## start DATA TO USE

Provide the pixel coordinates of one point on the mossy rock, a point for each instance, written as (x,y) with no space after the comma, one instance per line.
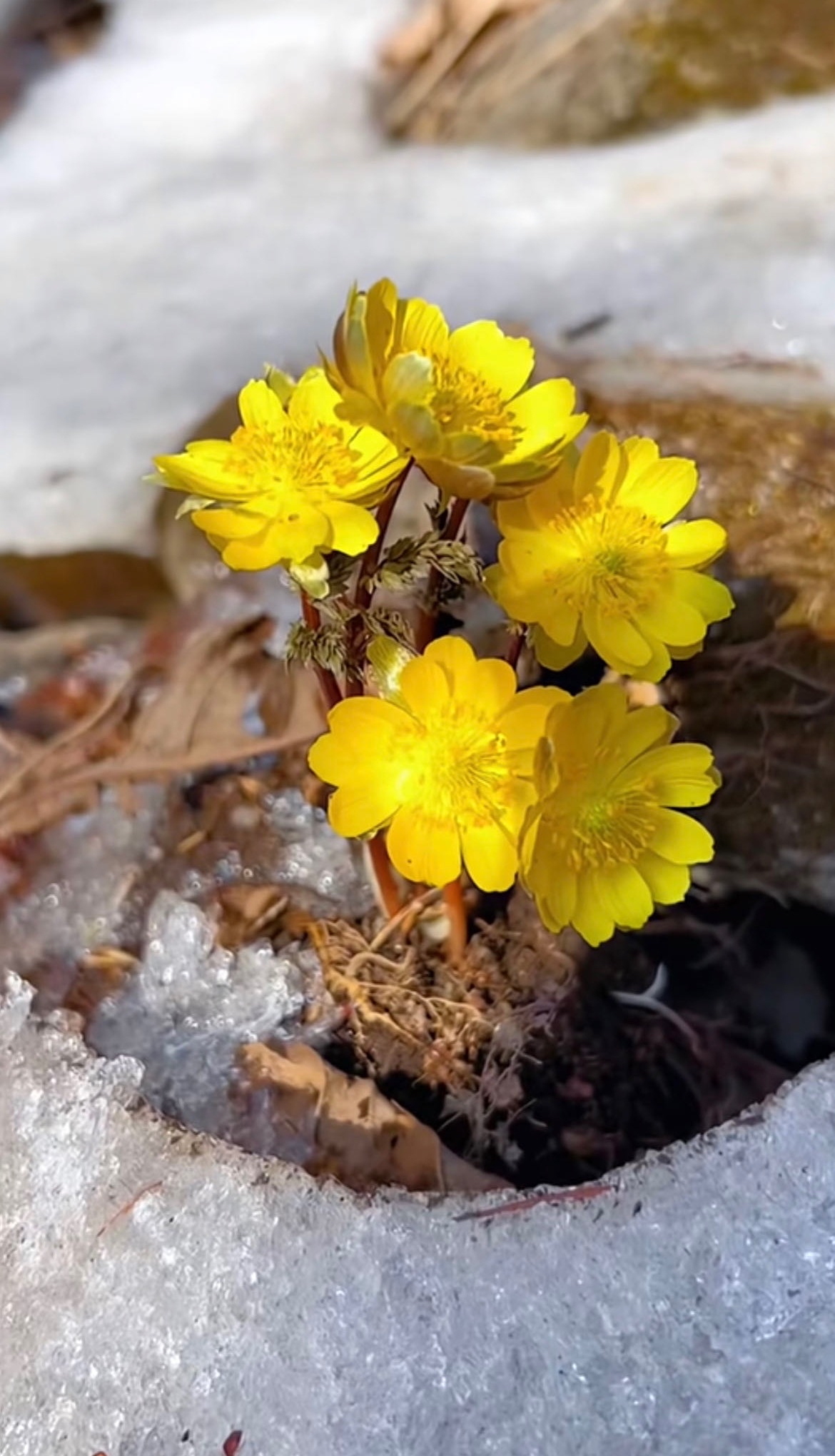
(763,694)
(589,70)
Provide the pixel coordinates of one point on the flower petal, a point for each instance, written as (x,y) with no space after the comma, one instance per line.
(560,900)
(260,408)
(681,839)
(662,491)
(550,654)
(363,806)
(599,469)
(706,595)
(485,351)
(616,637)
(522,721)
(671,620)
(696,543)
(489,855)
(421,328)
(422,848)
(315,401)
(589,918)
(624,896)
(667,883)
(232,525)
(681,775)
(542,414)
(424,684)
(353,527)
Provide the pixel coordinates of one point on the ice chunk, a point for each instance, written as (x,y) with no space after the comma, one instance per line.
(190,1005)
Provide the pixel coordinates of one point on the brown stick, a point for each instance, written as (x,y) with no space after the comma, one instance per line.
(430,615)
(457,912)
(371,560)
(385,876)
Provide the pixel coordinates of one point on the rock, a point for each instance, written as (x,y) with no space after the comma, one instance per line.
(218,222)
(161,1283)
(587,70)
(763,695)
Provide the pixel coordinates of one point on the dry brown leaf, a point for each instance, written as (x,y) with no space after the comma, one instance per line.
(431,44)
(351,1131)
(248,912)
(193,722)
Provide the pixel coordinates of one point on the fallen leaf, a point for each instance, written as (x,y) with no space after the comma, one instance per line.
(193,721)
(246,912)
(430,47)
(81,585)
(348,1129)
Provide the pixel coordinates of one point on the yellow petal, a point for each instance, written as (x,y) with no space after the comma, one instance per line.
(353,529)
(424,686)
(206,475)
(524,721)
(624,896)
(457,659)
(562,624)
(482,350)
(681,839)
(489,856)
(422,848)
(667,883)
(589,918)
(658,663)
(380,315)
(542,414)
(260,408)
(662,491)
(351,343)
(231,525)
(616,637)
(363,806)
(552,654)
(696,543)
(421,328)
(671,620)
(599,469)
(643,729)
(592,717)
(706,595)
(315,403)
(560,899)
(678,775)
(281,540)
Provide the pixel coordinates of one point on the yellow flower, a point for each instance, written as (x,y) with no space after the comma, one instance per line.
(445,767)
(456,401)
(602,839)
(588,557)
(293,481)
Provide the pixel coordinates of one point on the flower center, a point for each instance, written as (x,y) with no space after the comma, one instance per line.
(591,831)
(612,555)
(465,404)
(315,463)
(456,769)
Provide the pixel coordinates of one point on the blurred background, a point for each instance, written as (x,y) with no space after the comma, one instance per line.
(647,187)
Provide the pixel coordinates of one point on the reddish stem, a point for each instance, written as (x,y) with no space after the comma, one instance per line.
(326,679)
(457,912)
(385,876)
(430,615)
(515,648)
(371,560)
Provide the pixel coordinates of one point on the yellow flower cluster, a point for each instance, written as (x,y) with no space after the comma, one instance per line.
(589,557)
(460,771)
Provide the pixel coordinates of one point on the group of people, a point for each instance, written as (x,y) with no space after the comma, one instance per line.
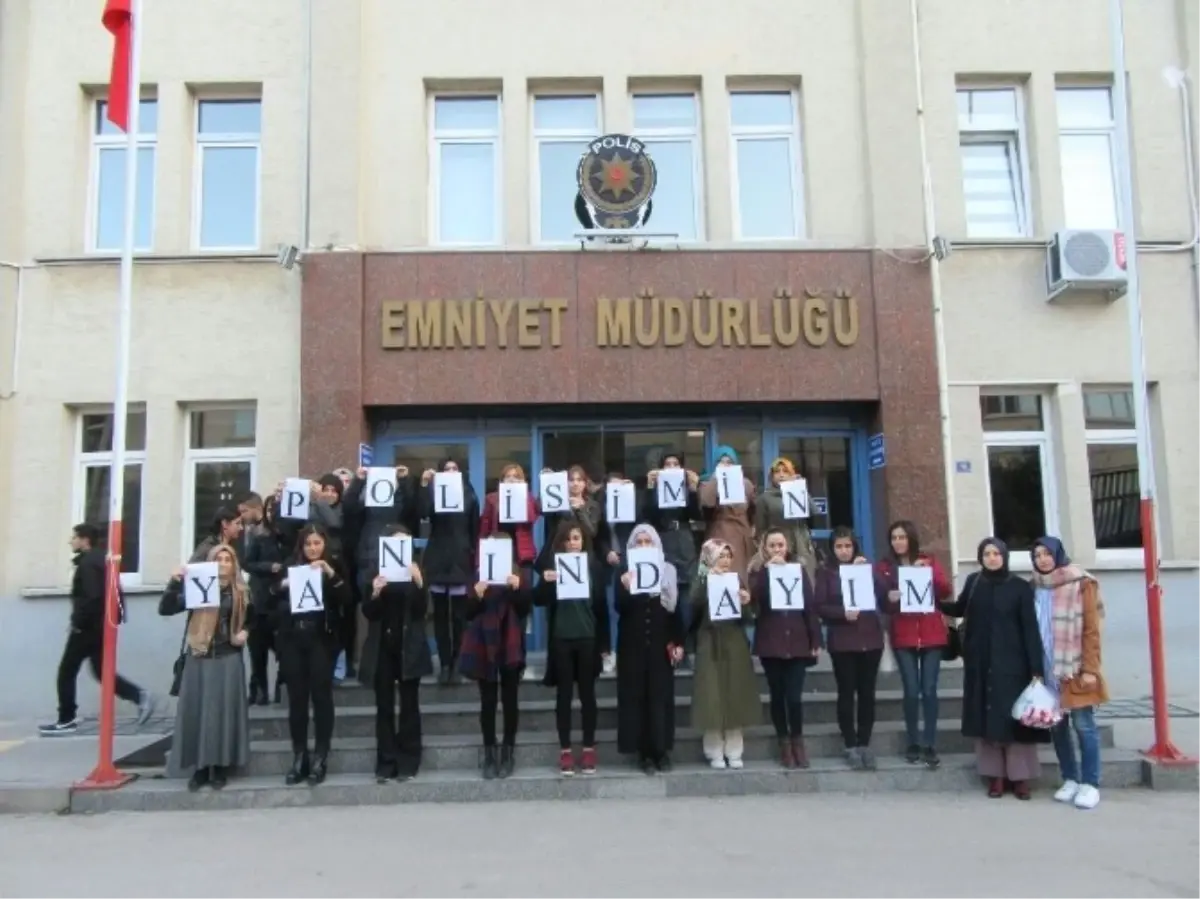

## end DATA TO USE

- PROBLEM STATEMENT:
Reproduce every line from the one containing "Provide the pixel coordinates of one point on the reddish" down through the end of the lines, leaving out the pictures.

- OUTPUT OF THE TASK:
Provide the pixel coordinates of one point on the reddish stem, a point for each instance, written as (x,y) with no space after the comma, one instance per line.
(326,679)
(457,912)
(385,876)
(430,615)
(515,648)
(371,560)
Provide the pixel coordinates of one point on the yellow flower cluster, a point for each instance, written as (x,y) with no space after the comma, one instance per line.
(589,557)
(460,771)
Provide the pixel coordinates of one point on the group of people, a point for each instance, written as (x,y) with no space after the comma, one instance per line.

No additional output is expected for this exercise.